Dataset excerpt

======

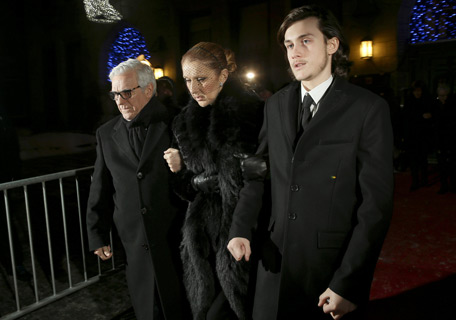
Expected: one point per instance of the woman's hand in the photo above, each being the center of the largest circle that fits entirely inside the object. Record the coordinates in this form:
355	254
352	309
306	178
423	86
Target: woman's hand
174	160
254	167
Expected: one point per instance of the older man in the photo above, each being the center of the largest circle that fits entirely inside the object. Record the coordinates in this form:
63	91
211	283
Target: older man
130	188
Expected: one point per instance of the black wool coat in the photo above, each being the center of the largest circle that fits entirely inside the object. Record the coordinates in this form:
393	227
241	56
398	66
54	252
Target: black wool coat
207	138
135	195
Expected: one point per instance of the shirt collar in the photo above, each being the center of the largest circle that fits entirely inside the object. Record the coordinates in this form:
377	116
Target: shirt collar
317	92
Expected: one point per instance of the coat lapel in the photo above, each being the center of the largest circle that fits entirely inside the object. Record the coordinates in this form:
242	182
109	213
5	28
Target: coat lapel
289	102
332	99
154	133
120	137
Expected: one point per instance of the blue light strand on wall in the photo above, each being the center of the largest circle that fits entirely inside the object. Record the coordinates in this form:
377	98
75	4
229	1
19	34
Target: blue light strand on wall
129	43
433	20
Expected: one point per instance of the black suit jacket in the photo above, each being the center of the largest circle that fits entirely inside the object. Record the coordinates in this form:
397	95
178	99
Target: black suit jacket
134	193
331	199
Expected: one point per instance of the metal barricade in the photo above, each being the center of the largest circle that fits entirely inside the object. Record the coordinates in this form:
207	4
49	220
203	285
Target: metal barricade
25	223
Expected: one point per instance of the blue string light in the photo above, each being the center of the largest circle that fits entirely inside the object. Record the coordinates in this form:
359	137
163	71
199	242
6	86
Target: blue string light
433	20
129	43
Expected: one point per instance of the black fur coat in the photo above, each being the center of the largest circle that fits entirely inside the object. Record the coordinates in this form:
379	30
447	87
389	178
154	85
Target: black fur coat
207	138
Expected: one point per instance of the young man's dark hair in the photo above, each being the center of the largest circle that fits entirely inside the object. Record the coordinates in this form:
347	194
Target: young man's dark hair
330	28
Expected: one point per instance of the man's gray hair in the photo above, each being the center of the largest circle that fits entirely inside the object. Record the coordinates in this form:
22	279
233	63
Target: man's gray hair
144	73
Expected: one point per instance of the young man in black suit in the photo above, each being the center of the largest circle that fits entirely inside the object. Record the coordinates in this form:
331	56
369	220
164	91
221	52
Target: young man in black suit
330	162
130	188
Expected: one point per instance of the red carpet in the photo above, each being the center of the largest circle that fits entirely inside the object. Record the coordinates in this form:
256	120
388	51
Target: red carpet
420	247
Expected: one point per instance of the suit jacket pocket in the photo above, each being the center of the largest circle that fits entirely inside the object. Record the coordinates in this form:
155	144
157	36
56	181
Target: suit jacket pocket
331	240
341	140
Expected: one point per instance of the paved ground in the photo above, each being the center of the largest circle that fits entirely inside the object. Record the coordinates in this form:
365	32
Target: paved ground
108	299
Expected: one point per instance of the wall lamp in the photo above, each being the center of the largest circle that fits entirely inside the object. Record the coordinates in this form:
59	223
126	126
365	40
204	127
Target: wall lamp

======

REQUIRED TASK:
Copy all the records above exactly, but leave out the pictures.

RESPONSE TO THE EXERCISE:
Expected: one point per instance of the woman's hand in the photo above, each being the center of the largest circle that fits entirely inside the object. Record the coordinates in this form:
355	254
352	309
306	178
423	86
Target: woman's hand
174	160
254	167
Expected: one point per instance of the older man in the photo above, each being the center of the largest circle that fits entirely inside the object. Record the coordinates in this form:
63	91
211	283
Target: older man
130	188
Expected: one point per instance of the black wool coat in the photo above, each being the center of the largest circle that fits entirely inside the object. Record the coordinates in this form:
393	227
241	56
398	66
54	252
Target: black wool coat
207	138
135	195
Expected: one point per instance of the shirt collar in the photo above, each being the center of the largest circle that fits entirely inside the object. Record the coordinates in this form:
377	116
Target: shirt collar
317	92
Expected: one point per instance of the coat lapel in the photo above, each being the center of the largest circle that fits entirely inside the object. Record the coordinates in this form:
242	182
109	213
5	28
Target: coat lapel
289	102
332	99
154	133
120	137
Expected: one point per instance of the blue light strand on wall in the photo above, each being the center of the largest circle that fits entirely inside the object. Record the coordinates in this form:
377	98
75	4
229	1
19	34
Target: blue light strand on wall
129	43
433	20
Expected: one point per instance of the black suit jacket in the photo above, each being the center of the largest circle that fits entirely inside the object. Record the coordinates in this form:
397	95
178	99
Target: black suit jacket
134	193
331	199
Expected: one point per instance of the metal barricade in the photo above, each being the center of the largest circle that fits entirely inside the object. Record the coordinates in this form:
207	4
49	220
203	285
Target: metal barricade
25	223
Expected: one point per instance of the blue string light in the photo above, each being the center of the largest circle that fits entirely inside the object. Record the coordinates in this form:
359	137
163	71
199	242
6	86
Target: blue string light
433	20
129	43
Expected: one point per instance of the black fur coat in the photo above, each being the center of the largest circle that fits entirely inside the object. Record the coordinates in this form:
379	30
447	87
389	178
154	85
Target: black fur coat
207	138
Expected: one point per instance of the young man's dark hair in the photo above, each being the center of the largest circle that fits entirely inside the object. Record the coordinates in this form:
347	194
Target: young man's dark hair
330	28
Expected: one point per instance of the man's gray hair in the photo above, each being the center of the largest circle that fits entirely inside the object. Record the coordinates in this form:
22	279
233	63
Target: man's gray hair
144	73
Expected: one point per instance of the young man in black suit in the photo above, each being the center of the largest circle that fits entirely inside the object. Record the coordinates in this form:
331	56
369	220
164	91
221	52
Target: young man in black suit
330	162
130	188
Expected: one point per instance of the red carpet in the photo above, each being the center of the largest circle that fits entirely inside the object. Record the coordinates in this form:
256	120
388	51
Target: red carpet
420	247
Expected: one point per instance of the suit jacket pocket in the photo above, each being the center of the largest circle that fits entirely inside the object. Record the coordinates in this form:
155	144
157	36
56	181
Target: suit jacket pocket
331	240
341	140
Expected: one point per instance of the paved ground in the photo above, each being the center of the largest circle that fits entirely inside the object. Record the coordinates in this form:
365	32
Target: paved ground
108	299
Expected: one point per instance of the wall lamp in the photo above, each being the center of the largest circle that fits entirely inside the object. Record the coordinates in this form:
59	223
126	126
365	40
204	127
Target: wall lamp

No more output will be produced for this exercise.